Coordinate labeling data
::::::::::

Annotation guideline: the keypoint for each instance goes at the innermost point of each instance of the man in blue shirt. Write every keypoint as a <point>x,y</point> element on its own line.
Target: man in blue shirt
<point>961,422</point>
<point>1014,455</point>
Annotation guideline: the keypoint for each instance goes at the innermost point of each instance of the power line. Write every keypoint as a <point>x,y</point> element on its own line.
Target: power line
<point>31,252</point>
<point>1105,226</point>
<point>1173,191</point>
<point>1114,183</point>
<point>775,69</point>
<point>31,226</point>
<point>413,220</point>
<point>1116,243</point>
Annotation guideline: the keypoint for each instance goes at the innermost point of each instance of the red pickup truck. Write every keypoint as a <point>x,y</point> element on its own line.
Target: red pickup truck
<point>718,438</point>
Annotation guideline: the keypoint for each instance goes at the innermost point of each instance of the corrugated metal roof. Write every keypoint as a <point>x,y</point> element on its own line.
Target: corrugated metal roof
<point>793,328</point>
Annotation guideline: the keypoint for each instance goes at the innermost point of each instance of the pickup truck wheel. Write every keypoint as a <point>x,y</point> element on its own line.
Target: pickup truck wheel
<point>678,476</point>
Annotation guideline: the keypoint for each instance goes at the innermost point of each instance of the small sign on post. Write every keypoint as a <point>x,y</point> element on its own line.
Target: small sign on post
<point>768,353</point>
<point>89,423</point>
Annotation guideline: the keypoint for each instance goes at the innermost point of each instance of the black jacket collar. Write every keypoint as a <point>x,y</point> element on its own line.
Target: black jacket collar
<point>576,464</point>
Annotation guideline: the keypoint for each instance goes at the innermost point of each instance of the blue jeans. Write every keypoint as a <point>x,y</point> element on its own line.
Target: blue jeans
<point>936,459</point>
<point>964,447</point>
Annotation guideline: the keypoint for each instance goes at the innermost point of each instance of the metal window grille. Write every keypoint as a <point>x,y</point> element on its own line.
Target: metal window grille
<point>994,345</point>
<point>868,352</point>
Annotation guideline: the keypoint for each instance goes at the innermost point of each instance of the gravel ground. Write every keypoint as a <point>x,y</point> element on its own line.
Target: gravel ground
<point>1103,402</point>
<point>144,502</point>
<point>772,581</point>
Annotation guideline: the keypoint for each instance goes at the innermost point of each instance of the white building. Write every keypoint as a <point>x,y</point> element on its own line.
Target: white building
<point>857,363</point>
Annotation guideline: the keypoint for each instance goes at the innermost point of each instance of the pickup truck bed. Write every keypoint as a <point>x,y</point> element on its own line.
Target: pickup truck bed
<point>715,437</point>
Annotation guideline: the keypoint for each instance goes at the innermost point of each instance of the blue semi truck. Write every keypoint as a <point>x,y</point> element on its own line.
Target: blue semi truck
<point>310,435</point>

::::::::::

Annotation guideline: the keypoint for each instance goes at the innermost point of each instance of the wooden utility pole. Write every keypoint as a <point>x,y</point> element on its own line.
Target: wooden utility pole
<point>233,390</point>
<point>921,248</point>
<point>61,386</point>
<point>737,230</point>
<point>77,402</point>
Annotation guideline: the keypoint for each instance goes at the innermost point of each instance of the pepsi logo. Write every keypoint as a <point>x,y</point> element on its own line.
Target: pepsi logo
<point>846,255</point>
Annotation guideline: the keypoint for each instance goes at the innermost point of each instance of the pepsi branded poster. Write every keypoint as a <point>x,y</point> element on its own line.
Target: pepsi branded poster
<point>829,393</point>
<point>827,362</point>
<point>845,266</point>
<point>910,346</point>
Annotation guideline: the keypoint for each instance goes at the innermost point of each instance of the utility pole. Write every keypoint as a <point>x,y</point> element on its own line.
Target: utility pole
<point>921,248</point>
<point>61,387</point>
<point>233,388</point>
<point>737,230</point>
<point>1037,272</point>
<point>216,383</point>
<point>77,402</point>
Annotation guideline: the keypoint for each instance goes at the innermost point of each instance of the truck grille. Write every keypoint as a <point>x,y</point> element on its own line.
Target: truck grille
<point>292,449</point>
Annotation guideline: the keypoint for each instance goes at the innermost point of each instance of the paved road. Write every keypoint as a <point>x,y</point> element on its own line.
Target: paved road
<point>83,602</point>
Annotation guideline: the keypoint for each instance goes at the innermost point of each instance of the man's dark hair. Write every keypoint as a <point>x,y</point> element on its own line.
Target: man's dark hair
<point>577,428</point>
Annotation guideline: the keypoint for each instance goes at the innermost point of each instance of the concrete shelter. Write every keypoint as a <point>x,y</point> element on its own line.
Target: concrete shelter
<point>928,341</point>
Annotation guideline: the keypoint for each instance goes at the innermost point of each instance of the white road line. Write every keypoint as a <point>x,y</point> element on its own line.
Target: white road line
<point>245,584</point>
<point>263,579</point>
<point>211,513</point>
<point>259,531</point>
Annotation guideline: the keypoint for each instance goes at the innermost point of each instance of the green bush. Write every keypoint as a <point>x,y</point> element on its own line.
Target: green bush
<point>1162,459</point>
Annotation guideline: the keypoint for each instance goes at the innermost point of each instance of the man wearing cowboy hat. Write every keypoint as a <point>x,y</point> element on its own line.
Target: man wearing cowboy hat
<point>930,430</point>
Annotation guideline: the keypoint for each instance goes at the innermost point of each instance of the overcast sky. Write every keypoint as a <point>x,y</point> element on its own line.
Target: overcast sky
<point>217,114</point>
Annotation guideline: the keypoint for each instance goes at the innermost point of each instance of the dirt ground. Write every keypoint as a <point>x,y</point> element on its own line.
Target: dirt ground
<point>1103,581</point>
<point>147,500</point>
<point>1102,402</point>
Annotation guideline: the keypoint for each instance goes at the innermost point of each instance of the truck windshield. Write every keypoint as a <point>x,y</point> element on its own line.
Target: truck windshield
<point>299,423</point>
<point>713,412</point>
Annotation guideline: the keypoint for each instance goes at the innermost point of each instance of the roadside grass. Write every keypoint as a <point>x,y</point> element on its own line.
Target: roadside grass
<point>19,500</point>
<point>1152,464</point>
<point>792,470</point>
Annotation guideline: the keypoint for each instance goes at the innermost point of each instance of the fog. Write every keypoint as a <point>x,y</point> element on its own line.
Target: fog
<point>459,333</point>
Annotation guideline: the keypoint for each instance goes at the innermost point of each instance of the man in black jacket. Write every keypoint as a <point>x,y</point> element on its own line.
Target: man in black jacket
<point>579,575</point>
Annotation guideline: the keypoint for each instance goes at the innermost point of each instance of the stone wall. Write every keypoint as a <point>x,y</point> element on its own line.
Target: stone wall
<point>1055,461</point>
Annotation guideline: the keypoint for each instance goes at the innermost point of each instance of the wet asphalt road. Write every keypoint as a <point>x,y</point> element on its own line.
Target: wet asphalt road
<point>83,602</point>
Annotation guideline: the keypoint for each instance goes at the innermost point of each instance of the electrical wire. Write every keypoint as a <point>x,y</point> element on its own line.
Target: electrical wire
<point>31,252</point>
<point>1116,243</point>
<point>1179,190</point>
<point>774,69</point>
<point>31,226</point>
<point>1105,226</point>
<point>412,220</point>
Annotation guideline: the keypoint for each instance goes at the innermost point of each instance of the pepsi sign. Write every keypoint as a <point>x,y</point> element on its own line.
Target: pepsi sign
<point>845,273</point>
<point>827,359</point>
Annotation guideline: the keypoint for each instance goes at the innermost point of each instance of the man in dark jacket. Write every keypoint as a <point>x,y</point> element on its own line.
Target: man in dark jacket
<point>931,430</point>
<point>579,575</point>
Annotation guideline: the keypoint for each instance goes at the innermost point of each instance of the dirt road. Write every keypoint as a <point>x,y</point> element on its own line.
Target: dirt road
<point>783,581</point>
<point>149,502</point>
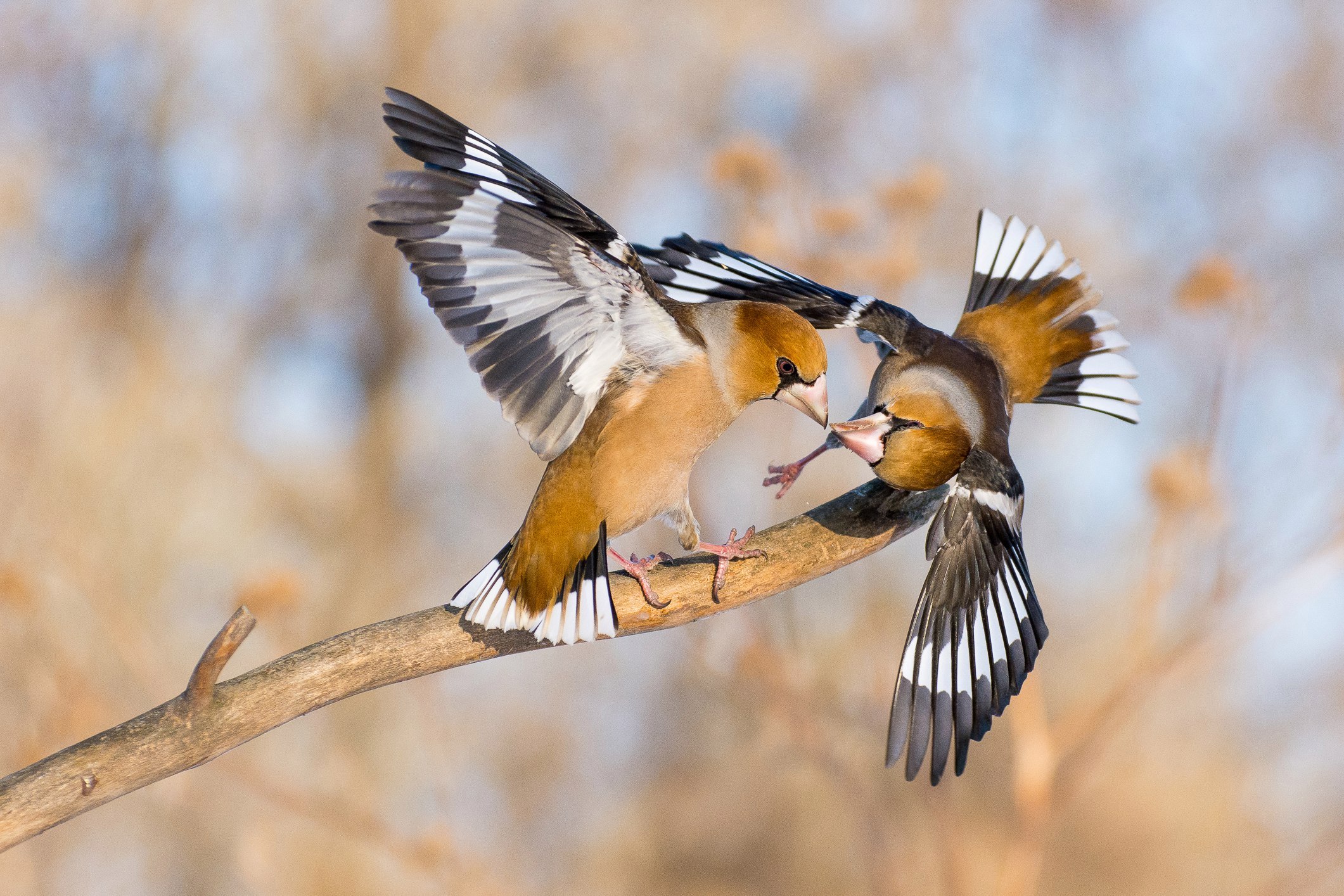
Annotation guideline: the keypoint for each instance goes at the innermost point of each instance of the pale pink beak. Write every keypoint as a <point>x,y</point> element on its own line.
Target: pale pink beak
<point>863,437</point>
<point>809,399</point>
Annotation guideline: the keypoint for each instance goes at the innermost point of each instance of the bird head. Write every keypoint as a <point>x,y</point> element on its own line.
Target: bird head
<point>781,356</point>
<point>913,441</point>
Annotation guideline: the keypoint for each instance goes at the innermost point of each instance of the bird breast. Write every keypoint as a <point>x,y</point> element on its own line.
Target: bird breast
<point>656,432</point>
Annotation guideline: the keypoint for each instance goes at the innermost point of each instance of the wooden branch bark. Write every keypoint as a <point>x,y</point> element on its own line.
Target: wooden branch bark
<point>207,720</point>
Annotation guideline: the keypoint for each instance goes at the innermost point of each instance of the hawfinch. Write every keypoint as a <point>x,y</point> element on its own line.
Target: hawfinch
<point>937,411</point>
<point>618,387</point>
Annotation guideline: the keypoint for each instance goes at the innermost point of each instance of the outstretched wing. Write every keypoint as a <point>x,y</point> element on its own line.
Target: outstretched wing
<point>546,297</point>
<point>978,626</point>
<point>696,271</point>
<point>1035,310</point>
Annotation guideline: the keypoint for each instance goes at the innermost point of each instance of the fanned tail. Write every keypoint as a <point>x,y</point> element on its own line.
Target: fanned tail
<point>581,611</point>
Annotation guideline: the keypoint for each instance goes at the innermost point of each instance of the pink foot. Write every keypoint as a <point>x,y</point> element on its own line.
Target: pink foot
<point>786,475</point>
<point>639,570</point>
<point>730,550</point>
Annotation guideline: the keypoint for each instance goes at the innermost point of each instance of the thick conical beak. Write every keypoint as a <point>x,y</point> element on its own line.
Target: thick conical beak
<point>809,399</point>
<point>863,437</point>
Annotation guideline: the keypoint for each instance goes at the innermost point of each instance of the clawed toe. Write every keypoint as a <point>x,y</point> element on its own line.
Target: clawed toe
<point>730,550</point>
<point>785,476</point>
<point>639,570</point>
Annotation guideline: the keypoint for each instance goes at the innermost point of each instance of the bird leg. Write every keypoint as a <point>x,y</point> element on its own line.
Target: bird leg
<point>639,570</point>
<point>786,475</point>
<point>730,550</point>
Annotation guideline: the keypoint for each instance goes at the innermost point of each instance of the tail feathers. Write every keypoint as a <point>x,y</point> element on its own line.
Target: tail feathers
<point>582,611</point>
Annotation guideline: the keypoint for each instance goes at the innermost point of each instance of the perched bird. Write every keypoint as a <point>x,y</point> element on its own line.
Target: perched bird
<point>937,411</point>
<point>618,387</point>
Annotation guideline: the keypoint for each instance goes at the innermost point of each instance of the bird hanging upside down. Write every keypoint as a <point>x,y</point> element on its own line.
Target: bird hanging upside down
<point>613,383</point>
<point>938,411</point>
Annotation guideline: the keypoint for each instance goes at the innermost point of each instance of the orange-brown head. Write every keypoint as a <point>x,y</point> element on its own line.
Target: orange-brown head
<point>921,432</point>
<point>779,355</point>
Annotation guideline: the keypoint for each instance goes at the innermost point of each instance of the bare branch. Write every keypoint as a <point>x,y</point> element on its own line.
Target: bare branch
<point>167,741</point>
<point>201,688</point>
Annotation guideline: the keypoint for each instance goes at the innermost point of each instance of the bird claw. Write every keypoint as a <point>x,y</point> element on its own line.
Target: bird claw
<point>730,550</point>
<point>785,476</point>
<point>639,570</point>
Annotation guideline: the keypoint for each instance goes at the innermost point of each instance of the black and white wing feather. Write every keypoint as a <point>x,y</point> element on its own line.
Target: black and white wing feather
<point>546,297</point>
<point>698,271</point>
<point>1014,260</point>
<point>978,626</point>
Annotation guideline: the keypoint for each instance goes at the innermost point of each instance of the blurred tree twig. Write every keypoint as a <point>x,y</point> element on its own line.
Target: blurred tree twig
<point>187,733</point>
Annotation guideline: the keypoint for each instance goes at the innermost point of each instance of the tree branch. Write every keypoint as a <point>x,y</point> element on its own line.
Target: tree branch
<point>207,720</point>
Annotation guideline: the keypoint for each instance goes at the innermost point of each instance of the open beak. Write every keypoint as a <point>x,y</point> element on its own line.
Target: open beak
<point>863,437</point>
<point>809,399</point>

::::::::::

◆ EXERCISE: Express the records from the line containing "of the blurred" through the line containing "<point>187,733</point>" as a two-column CSV with the columns request and answer. Give one row per request, with its text and its answer each in a single quoted field and line breaks replaced by spaces.

◆ TASK OUTPUT:
request,answer
"Annotation guideline: the keypoint for each instance goes at the innermost point of each instance of the blurred tree twig. Write every keypoint as a <point>x,y</point> element on its own line. Target: blurred tree twig","<point>187,733</point>"